On 04/12/2017 12:57 p.m., Libor Holous OK2ZO wrote:
Experienced users will quickly know, you are from Costa Rica.. Just send
time to time CQ and standard 73 message with full call..

Libor, I understand what you are saying, but the reality is that a lot of fellows in the States, when they sit down for a session, will simply glance at the band activity window and not connect up my abbreviated call and my full callsign, because it may not appear on their list of decodes. If my full callsign, from a CQ or 73 message doesn't appear in the band activity window, they will not appreciate that I am a DX station.

I do, in fact, call CQ frequently - mostly so my full callsign gets out there, and also because it makes starting an autosequence more sure. But when I'm working a pileup, as I am most of the time, I can go for quite a few QSOs - ten or fifteen minutes - with the software never sending a CQ, but simply replying to the first decode that pops up after my last 73 message, and Call 1st then sends to the standard messages. When that happens, I do not send a complete callsign at all until the next 73 message, (and technically, that's not legal under the rules here - we are supposed to transmit the full, unabbreviated call signs of ours and the other station's call, during the first and last transmissions in a QSO and "frequently" in between). And it also means my full callsign is transmitted far less frequently, as it appears only in the 73 messages I send. If the other station who might be considering calling me has a lot of band activity that is generating a ton of decodes, he may not ever notice that my full call is a DX callsign. And very few, if any, ever will ever figure it out from my grid square alone.

☆ ☆ ☆ ☆ ☆ ☆ ☆

## Actions to take
• 1. In the reply, how long can the writer go while working a pileup without the software ever sending a CQ?
• 2. Reproduce the portion of the reply starting with "Libor, I understand" and going on through "a DX station.".
The listing is separate material with no connection to the reply.

☆ ☆ ☆ ☆ ☆ ☆ ☆

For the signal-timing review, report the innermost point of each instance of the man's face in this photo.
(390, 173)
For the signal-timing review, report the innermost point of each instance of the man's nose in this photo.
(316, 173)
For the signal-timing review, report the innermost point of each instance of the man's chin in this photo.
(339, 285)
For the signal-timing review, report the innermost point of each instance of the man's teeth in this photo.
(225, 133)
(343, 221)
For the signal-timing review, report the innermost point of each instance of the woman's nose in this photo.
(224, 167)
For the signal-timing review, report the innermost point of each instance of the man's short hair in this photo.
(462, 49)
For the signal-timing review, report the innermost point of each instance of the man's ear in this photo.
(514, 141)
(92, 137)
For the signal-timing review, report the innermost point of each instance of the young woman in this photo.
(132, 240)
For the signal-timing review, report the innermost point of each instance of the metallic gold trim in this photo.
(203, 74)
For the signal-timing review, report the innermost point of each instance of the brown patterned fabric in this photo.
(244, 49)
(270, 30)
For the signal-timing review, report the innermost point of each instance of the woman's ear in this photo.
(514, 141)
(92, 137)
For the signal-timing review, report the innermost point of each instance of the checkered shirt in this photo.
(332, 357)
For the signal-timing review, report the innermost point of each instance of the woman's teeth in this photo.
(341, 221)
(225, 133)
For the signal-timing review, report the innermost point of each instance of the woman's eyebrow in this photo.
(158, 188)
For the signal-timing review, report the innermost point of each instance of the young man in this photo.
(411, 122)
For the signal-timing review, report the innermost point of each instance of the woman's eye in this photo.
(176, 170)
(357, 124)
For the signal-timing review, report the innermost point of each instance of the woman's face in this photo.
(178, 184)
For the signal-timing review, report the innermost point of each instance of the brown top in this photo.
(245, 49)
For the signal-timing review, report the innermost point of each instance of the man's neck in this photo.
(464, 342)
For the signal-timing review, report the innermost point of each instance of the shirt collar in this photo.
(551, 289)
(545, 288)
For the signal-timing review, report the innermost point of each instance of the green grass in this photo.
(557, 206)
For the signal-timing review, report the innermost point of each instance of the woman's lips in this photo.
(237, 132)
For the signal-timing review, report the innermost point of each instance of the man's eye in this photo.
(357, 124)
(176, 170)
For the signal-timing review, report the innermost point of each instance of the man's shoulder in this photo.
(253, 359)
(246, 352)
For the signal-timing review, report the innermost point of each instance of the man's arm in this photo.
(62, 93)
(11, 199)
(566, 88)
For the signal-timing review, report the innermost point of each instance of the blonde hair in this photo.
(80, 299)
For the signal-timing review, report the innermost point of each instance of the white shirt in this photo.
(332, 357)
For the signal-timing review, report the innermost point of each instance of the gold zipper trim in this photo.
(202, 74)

☆ ☆ ☆ ☆ ☆ ☆ ☆

## Answers
• 1. Ten or fifteen minutes.

• 2.
Libor, I understand what you are saying, but the reality is that a lot of fellows in the States, when they sit down for a session, will simply glance at the band activity window and not connect up my abbreviated call and my full callsign, because it may not appear on their list of decodes. If my full callsign, from a CQ or 73 message doesn't appear in the band activity window, they will not appreciate that I am a DX station.